» Problem details
Check each line of the records below and collect those holding "outline".

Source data
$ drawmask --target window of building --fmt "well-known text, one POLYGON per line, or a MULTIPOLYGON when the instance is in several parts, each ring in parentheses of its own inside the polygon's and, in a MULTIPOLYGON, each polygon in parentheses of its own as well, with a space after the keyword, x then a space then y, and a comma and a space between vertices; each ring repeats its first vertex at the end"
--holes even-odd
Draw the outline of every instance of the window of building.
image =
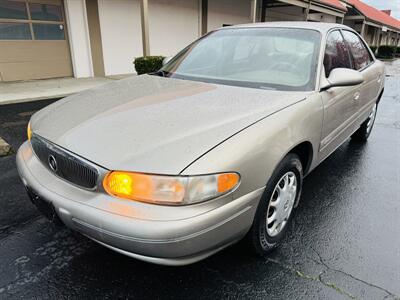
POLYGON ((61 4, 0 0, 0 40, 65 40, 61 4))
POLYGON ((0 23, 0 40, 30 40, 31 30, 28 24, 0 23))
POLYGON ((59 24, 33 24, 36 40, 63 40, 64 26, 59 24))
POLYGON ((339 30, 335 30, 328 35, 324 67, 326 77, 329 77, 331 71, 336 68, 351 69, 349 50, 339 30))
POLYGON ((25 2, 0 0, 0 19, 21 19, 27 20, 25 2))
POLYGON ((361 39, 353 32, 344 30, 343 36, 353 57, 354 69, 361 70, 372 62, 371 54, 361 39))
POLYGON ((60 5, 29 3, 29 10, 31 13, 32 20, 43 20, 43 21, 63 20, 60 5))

---

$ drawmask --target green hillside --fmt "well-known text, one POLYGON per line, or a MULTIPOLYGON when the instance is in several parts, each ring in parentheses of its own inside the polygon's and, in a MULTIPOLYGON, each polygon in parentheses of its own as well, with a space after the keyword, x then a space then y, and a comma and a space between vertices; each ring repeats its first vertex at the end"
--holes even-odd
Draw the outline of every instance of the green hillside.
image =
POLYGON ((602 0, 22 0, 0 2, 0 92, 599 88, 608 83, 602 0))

» Answer space
Draw the outline of every instance of the window of building.
Draw the outline of every instance of the green hillside.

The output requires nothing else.